Start of Given records

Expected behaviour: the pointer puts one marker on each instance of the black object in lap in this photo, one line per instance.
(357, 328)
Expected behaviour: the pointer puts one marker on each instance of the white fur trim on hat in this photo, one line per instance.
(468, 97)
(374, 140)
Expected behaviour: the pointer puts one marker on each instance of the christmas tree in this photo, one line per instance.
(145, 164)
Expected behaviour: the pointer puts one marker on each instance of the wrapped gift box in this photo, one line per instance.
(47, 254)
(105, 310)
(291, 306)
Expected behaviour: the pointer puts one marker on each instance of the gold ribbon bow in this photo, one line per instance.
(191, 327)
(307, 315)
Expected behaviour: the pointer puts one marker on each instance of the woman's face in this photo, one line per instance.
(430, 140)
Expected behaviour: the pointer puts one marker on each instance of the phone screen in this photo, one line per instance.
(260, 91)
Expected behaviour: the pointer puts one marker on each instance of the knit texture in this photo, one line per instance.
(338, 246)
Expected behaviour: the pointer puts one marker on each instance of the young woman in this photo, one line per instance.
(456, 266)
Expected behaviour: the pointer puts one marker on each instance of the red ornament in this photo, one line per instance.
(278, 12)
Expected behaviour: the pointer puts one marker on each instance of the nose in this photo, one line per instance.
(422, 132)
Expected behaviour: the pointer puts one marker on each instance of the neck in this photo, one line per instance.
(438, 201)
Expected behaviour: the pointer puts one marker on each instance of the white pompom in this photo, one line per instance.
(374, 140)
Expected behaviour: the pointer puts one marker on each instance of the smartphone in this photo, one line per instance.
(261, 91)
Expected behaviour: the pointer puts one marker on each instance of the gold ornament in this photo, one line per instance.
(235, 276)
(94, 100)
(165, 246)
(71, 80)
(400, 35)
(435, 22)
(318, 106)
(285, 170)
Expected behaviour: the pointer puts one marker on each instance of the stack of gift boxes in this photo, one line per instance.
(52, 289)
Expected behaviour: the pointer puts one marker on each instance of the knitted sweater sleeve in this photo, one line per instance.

End of Given records

> Instructions to follow:
Could you copy out all of the records above exactly?

> Solved exercise:
Expected behaviour: the pointer puts one marker on each instance of the black object in lap in this photo, one line per instance.
(357, 328)
Expected behaviour: the pointer puts one marker on each instance of the white fur trim on hat in this photo, one line per instance.
(468, 97)
(374, 140)
Expected behaviour: the pointer puts one marker on each instance of the christmas tree in this photo, one line per instance.
(145, 164)
Expected behaviour: the pointer puts one marker on each instance of the wrapped gift box in this photo, one line per instance.
(47, 254)
(105, 310)
(291, 306)
Expected behaviour: the pointer puts one marker on each instance of the gold ribbon bow in this photo, one line per instance.
(191, 327)
(307, 315)
Expected behaviour: the pointer puts one marker on each instance of the woman's face in this photo, one line per instance.
(430, 140)
Expected behaviour: the pointer puts one marker on each instance of the phone screen in this photo, one line per instance.
(260, 91)
Expected behaviour: the pointer puts one marker on each instance of the knit texture in this photo, one line per instance.
(338, 246)
Expected behaviour: the pointer puts one marker on each instance of the young woman in this photo, one line per instance.
(456, 266)
Expected behaviour: the pointer puts one marker on each instance of the red ornament in this photo, one line per instance.
(278, 12)
Expected behaviour: the pointer puts one marker on each instance of the nose in this photo, one line per instance.
(422, 132)
Expected behaviour: the pointer puts one marker on each instance of the neck in this photo, one line per instance.
(438, 201)
Expected behaviour: the pointer puts one marker on each instance of the white pompom in this photo, one line per instance.
(374, 140)
Expected behaviour: the pointer puts one marker on each instance of the smartphone in this photo, one line per instance.
(261, 91)
Expected behaviour: the pointer puts one marker on each instance of the gold ornament in this photo, one line per instance.
(235, 276)
(94, 100)
(165, 246)
(71, 80)
(400, 35)
(435, 22)
(318, 106)
(285, 170)
Expected behaviour: the pointer puts one marker on each instance of the stack of gift boxes in this photo, one line per instance.
(52, 289)
Expected behaviour: the pointer puts one marker on each instance of the knitted sweater sleeve in this photo, one line per instance.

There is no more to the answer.